Reading passage
This week's selection for The Gaggle Music Club is Charles Ives's "Three Places in New England."

Ives composed the piece between 1911 and 1914, and revised the work multiple times until its final orchestration in 1929. The composition reflects Ives’s fascination with memory, place and the emotional resonance of the American landscape, blending his experimental approach to harmony, rhythm and musical structure with deeply personal and historical inspirations.

Each movement of Three Places in New England is tied to a specific location and narrative:

1. The "St. Gaudens" in Boston Common (Col. Shaw and his Colored Regiment)

Inspired by Augustus Saint-Gaudens’ Boston Common memorial to Robert Gould Shaw and the 54th Massachusetts Regiment, the first African-American regiment to fight for the Union during the Civil War. Ives portrays the solemn heroism of these soldiers, emphasizing themes of dignity and tragedy.

2. Putnam’s Camp, Redding, Connecticut

A nostalgic reflection on childhood and patriotism, this movement recalls a Revolutionary War camp in Connecticut. It is filled with humor and chaos as it depicts a child's vision of patriotic parades, military exercises and imagined historical events.

Source data
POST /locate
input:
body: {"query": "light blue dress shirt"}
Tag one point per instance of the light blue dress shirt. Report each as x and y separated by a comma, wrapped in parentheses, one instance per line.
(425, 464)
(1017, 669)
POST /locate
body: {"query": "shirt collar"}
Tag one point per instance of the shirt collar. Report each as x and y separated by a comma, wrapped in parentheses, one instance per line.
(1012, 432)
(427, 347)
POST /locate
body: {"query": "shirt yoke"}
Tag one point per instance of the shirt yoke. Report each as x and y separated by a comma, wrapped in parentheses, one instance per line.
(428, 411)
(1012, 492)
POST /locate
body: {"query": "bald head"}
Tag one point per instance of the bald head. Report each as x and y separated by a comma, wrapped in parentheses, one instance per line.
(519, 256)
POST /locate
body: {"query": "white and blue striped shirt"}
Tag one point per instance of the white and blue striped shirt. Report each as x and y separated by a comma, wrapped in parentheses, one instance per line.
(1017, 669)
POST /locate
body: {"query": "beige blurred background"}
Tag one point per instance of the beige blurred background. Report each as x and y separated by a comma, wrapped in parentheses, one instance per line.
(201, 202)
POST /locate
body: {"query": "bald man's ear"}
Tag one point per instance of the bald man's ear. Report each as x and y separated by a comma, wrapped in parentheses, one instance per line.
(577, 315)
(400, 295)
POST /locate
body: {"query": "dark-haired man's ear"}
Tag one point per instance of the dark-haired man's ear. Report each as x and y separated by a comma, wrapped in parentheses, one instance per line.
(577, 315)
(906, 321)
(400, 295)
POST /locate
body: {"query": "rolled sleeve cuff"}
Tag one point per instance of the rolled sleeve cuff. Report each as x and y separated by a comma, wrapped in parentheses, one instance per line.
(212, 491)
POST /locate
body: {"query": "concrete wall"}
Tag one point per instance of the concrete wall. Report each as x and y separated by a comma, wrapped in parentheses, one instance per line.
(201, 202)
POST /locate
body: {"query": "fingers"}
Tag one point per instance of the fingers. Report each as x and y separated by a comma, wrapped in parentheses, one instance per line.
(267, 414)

Tasks to carry out
[1] For the passage on "Three Places in New England," decide whether each statement agrees with it: (a) Ives reached the final orchestration of the piece in 1929; (b) the first movement was inspired by a memorial in Boston Common; (c) the second movement recalls a Civil War camp in Connecticut. Answer yes or no for each, quoting the words of the passage that settle it.
[2] Locate every line of the listing that contains the word "bald".
The passage and the listing come from separate, unrelated sources.

Responses to the tasks
[1]
(a) Yes: "revised the work multiple times until its final orchestration in 1929"
(b) Yes: "Inspired by Augustus Saint-Gaudens’ Boston Common memorial"
(c) No: "this movement recalls a Revolutionary War camp in Connecticut"

[2]
body: {"query": "bald head"}
Tag one point per instance of the bald head. Report each as x and y separated by a comma, wrapped in parentheses, one instance per line.
body: {"query": "bald man's ear"}
Tag one point per instance of the bald man's ear. Report each as x and y separated by a comma, wrapped in parentheses, one instance per line.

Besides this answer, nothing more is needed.